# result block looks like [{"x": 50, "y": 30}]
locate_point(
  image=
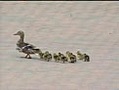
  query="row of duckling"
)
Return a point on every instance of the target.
[{"x": 60, "y": 57}]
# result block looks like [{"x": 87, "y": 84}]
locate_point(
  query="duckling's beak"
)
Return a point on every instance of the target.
[{"x": 15, "y": 34}]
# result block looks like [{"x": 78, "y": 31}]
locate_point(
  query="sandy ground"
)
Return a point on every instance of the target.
[{"x": 91, "y": 27}]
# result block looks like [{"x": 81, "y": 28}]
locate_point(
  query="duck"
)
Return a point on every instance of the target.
[{"x": 25, "y": 47}]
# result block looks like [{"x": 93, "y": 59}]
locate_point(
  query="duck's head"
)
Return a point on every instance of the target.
[{"x": 20, "y": 33}]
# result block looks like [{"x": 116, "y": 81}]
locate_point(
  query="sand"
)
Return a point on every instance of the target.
[{"x": 90, "y": 27}]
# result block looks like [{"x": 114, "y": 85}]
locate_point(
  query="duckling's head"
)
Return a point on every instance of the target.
[{"x": 20, "y": 33}]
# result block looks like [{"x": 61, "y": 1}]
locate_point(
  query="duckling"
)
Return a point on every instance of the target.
[
  {"x": 41, "y": 54},
  {"x": 79, "y": 55},
  {"x": 25, "y": 47},
  {"x": 71, "y": 57},
  {"x": 47, "y": 56},
  {"x": 56, "y": 57},
  {"x": 86, "y": 58},
  {"x": 63, "y": 58}
]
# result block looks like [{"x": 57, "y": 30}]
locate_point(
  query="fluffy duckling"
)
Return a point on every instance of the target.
[
  {"x": 63, "y": 58},
  {"x": 86, "y": 58},
  {"x": 79, "y": 55},
  {"x": 41, "y": 54},
  {"x": 71, "y": 57},
  {"x": 25, "y": 47},
  {"x": 56, "y": 57},
  {"x": 47, "y": 56}
]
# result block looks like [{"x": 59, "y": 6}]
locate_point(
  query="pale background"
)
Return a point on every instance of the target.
[{"x": 91, "y": 27}]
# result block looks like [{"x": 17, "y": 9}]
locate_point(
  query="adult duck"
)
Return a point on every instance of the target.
[{"x": 25, "y": 47}]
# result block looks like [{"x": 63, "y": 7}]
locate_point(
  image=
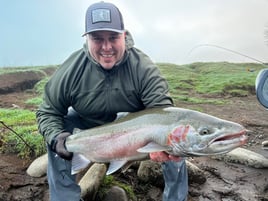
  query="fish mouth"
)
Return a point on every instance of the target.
[{"x": 235, "y": 138}]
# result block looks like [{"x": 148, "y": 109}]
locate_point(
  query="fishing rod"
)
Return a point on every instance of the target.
[
  {"x": 228, "y": 50},
  {"x": 261, "y": 81}
]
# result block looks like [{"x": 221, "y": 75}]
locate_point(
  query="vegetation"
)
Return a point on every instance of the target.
[{"x": 193, "y": 83}]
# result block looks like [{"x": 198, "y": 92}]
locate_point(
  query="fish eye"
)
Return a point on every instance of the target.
[{"x": 204, "y": 131}]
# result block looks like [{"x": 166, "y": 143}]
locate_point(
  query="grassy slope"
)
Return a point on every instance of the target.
[{"x": 193, "y": 83}]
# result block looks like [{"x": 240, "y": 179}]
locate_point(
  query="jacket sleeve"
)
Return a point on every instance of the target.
[
  {"x": 50, "y": 113},
  {"x": 57, "y": 97}
]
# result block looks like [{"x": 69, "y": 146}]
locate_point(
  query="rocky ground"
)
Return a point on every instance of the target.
[{"x": 225, "y": 181}]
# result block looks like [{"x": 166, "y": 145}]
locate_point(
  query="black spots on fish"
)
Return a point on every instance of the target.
[{"x": 205, "y": 131}]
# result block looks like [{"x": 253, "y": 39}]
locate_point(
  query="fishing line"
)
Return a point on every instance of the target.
[{"x": 228, "y": 50}]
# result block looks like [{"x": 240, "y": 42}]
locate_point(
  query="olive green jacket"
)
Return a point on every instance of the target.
[{"x": 98, "y": 94}]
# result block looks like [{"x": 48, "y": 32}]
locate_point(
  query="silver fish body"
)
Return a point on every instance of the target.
[{"x": 178, "y": 131}]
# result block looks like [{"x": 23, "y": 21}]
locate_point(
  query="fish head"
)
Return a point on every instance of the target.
[{"x": 200, "y": 134}]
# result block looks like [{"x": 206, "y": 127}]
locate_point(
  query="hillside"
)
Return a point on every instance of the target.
[{"x": 192, "y": 86}]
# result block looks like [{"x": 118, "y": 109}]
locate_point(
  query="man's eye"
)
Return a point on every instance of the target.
[
  {"x": 113, "y": 38},
  {"x": 96, "y": 39}
]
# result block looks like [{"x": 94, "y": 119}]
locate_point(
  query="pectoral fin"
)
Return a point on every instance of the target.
[
  {"x": 79, "y": 162},
  {"x": 152, "y": 147},
  {"x": 114, "y": 166}
]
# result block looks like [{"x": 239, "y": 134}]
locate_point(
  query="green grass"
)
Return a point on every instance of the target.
[
  {"x": 205, "y": 82},
  {"x": 19, "y": 133},
  {"x": 195, "y": 84}
]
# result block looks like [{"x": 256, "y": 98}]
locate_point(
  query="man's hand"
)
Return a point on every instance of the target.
[
  {"x": 162, "y": 157},
  {"x": 59, "y": 146}
]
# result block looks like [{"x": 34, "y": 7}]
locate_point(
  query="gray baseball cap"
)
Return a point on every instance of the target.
[{"x": 103, "y": 16}]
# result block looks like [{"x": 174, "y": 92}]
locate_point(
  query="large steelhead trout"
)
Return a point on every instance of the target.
[{"x": 177, "y": 131}]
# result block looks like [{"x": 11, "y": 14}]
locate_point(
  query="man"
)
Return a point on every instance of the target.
[{"x": 108, "y": 75}]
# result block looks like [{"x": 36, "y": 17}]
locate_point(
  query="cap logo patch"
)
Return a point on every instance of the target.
[{"x": 101, "y": 15}]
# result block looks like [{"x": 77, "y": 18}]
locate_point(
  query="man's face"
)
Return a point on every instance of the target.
[{"x": 106, "y": 47}]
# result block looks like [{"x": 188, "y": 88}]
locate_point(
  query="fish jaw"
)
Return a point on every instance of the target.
[
  {"x": 187, "y": 141},
  {"x": 224, "y": 144}
]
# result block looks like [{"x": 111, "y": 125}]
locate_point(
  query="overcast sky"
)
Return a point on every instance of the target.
[{"x": 38, "y": 32}]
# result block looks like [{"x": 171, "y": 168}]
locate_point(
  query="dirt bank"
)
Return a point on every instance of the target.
[{"x": 225, "y": 181}]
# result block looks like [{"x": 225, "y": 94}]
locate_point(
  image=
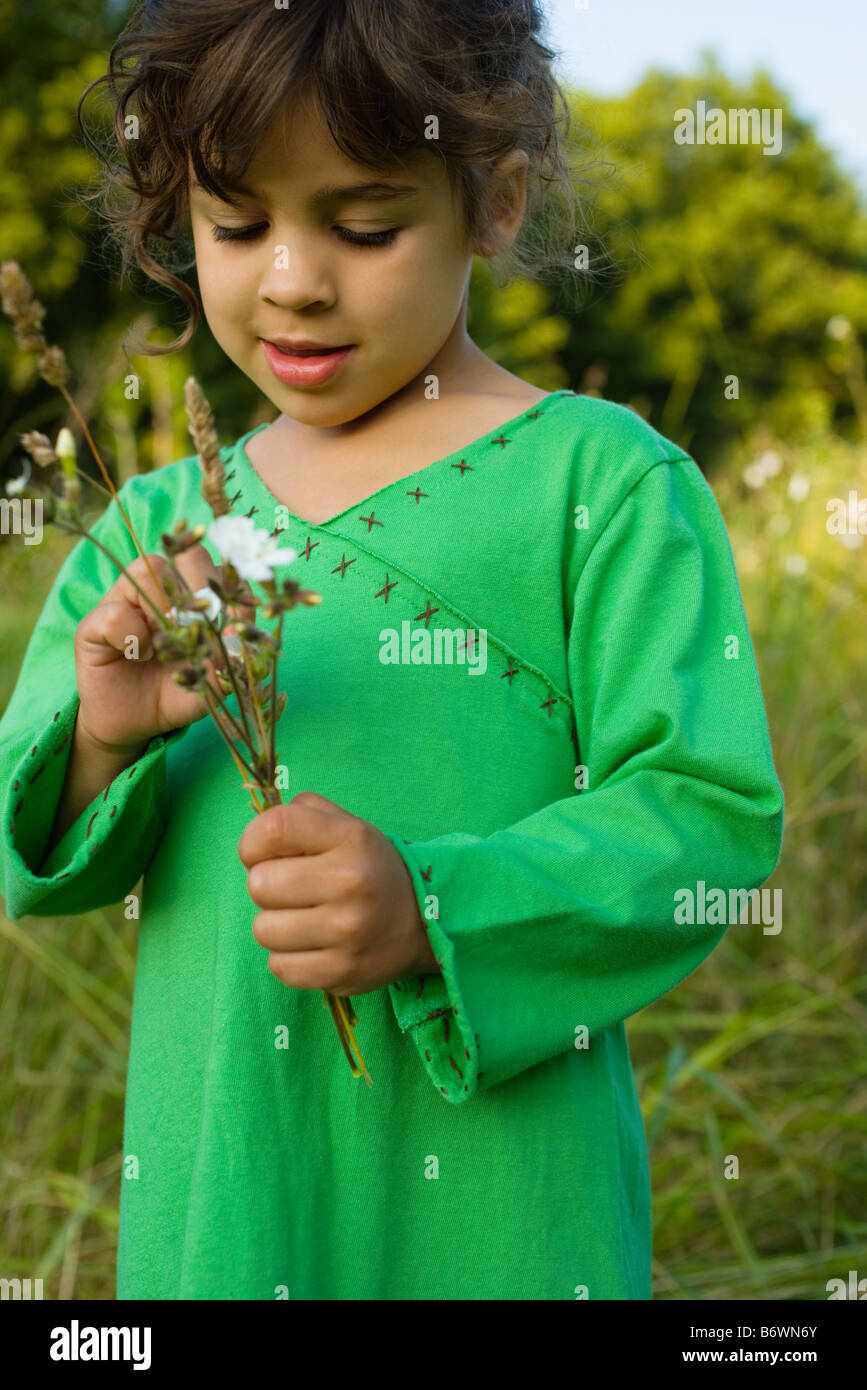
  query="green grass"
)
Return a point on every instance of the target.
[{"x": 759, "y": 1055}]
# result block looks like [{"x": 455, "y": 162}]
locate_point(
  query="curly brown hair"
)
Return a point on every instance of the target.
[{"x": 199, "y": 84}]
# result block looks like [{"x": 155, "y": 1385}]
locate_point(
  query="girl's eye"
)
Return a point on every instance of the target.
[
  {"x": 367, "y": 238},
  {"x": 236, "y": 234}
]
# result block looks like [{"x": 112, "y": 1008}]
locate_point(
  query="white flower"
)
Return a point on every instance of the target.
[
  {"x": 799, "y": 487},
  {"x": 766, "y": 466},
  {"x": 753, "y": 476},
  {"x": 838, "y": 327},
  {"x": 249, "y": 548},
  {"x": 185, "y": 616}
]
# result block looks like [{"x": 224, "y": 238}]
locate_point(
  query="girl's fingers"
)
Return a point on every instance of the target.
[{"x": 116, "y": 627}]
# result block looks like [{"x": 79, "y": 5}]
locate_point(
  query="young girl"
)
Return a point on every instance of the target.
[{"x": 524, "y": 724}]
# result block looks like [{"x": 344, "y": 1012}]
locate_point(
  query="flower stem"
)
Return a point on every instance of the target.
[{"x": 110, "y": 485}]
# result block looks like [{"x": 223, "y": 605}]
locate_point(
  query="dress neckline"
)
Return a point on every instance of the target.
[{"x": 243, "y": 462}]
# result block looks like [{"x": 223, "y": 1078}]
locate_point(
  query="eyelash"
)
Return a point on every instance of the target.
[{"x": 248, "y": 234}]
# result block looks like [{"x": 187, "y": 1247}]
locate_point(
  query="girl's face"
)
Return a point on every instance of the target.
[{"x": 288, "y": 264}]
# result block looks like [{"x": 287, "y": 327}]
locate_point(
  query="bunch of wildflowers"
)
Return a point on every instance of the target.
[{"x": 195, "y": 627}]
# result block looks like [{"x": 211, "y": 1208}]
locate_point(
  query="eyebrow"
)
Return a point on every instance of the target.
[{"x": 332, "y": 193}]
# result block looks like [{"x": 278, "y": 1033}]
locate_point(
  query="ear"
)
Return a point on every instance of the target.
[{"x": 507, "y": 203}]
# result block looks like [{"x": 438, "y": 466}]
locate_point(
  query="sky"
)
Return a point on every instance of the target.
[{"x": 816, "y": 50}]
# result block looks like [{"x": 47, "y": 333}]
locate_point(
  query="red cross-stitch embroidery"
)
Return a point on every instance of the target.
[{"x": 377, "y": 595}]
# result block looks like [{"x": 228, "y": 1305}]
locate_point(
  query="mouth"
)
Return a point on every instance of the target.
[{"x": 309, "y": 364}]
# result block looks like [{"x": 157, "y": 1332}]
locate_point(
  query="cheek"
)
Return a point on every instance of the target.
[
  {"x": 224, "y": 284},
  {"x": 418, "y": 288}
]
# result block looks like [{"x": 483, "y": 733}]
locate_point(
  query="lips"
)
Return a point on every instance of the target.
[{"x": 304, "y": 366}]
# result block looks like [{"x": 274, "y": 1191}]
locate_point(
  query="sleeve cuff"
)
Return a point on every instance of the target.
[
  {"x": 430, "y": 1007},
  {"x": 61, "y": 883}
]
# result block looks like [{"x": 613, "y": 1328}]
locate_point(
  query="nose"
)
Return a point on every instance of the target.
[{"x": 295, "y": 275}]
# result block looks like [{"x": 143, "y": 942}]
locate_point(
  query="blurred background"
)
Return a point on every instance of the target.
[{"x": 730, "y": 263}]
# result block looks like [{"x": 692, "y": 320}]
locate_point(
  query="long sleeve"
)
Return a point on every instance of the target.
[
  {"x": 574, "y": 915},
  {"x": 107, "y": 848}
]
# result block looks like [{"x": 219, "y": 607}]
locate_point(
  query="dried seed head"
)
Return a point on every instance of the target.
[
  {"x": 53, "y": 367},
  {"x": 39, "y": 448},
  {"x": 18, "y": 305},
  {"x": 207, "y": 446}
]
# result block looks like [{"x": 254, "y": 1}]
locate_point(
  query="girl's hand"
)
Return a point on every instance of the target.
[
  {"x": 127, "y": 701},
  {"x": 339, "y": 908}
]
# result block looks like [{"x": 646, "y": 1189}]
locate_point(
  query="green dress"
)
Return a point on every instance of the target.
[{"x": 595, "y": 744}]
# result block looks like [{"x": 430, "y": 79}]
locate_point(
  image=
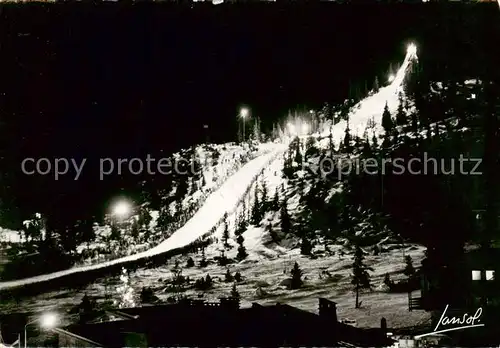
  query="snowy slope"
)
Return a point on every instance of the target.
[
  {"x": 223, "y": 200},
  {"x": 371, "y": 107}
]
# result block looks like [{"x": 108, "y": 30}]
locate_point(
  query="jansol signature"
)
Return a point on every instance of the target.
[{"x": 466, "y": 321}]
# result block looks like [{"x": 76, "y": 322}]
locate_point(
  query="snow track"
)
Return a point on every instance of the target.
[{"x": 225, "y": 199}]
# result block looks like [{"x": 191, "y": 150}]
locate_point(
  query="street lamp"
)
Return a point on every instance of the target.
[
  {"x": 46, "y": 321},
  {"x": 121, "y": 209},
  {"x": 244, "y": 112},
  {"x": 305, "y": 128},
  {"x": 412, "y": 49}
]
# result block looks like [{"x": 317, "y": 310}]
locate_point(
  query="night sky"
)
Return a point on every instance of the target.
[{"x": 117, "y": 80}]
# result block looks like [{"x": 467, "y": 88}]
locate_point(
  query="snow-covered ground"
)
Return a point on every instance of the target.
[
  {"x": 371, "y": 108},
  {"x": 217, "y": 204},
  {"x": 267, "y": 268},
  {"x": 264, "y": 276}
]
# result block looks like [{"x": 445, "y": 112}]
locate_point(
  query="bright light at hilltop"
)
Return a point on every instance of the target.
[
  {"x": 412, "y": 49},
  {"x": 122, "y": 209},
  {"x": 48, "y": 320},
  {"x": 305, "y": 128},
  {"x": 244, "y": 112}
]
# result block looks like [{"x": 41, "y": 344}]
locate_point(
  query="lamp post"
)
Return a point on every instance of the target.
[
  {"x": 243, "y": 115},
  {"x": 47, "y": 321},
  {"x": 121, "y": 209}
]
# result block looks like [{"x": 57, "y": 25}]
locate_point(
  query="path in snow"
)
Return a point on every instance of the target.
[
  {"x": 373, "y": 106},
  {"x": 223, "y": 200}
]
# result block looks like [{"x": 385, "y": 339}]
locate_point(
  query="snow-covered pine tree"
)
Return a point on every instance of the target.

______

## [THE PROBLEM]
How many lines in the listing above contain the string "dress"? Case counts. Give only the number.

## [EXERCISE RESPONSE]
2